[start RECORD SET]
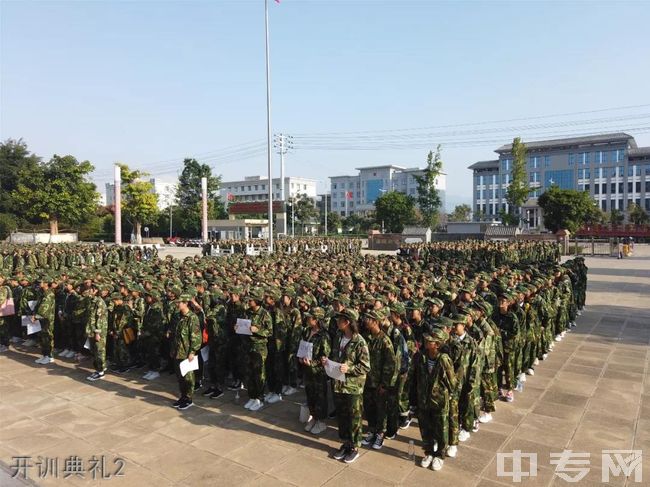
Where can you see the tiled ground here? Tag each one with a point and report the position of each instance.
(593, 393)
[end RECORD SET]
[start RECORD SET]
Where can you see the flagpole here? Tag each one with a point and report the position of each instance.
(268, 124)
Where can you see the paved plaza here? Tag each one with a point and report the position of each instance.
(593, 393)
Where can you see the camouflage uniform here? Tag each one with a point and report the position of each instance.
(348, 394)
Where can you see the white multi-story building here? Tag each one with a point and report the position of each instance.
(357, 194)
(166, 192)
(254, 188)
[end RECORD SET]
[start RECORD SET]
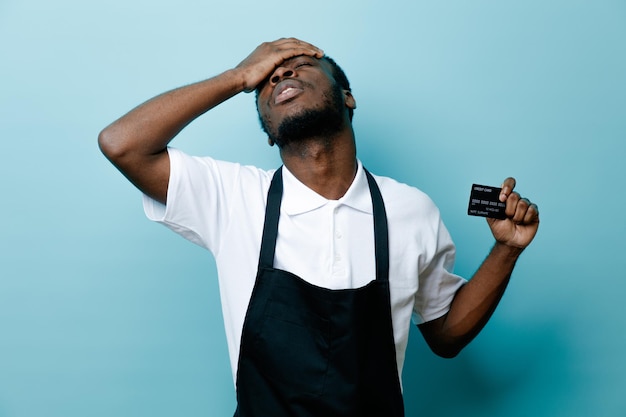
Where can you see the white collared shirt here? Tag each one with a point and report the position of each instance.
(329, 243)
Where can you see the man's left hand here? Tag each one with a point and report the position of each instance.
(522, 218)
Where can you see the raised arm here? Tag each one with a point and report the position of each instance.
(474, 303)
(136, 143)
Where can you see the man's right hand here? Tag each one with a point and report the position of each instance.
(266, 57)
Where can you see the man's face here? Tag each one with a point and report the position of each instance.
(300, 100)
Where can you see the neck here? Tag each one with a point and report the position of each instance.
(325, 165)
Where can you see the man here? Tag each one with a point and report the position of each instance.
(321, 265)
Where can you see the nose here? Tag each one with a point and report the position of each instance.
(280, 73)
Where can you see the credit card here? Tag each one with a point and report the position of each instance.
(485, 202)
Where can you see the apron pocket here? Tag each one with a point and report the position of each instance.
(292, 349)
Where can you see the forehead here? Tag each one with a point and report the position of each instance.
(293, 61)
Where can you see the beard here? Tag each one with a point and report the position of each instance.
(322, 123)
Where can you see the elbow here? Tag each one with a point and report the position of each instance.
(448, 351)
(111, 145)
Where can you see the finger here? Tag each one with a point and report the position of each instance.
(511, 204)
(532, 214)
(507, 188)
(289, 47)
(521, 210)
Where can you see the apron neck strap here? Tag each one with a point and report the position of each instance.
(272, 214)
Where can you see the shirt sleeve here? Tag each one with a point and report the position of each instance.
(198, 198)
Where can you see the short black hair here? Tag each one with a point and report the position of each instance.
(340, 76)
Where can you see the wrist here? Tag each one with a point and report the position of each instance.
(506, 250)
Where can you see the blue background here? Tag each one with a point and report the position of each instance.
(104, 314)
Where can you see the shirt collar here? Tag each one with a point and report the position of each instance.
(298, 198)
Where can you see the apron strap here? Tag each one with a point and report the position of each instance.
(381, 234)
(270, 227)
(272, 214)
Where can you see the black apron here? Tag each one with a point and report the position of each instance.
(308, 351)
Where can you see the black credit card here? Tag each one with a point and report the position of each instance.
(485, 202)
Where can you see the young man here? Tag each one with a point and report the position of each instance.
[end RECORD SET]
=== WHAT IS ASKED ===
Quote the rows from the line that contains "Where can you see the apron strap" to the line that contains "Where can you see the young", including both of those lines, and nothing else.

=== TASK RESPONSE ===
Where can you see the apron strap here? Tag each one with a point and report the position of each instance.
(381, 234)
(270, 227)
(272, 214)
Where can you see the black apron here? Tag each one with a point and report the position of each instance.
(308, 351)
Where can you see the black credit card here? Tag each one with a point and report the position of each instance.
(485, 202)
Where can you see the young man here? Tag each one with a point and report the position of each instance.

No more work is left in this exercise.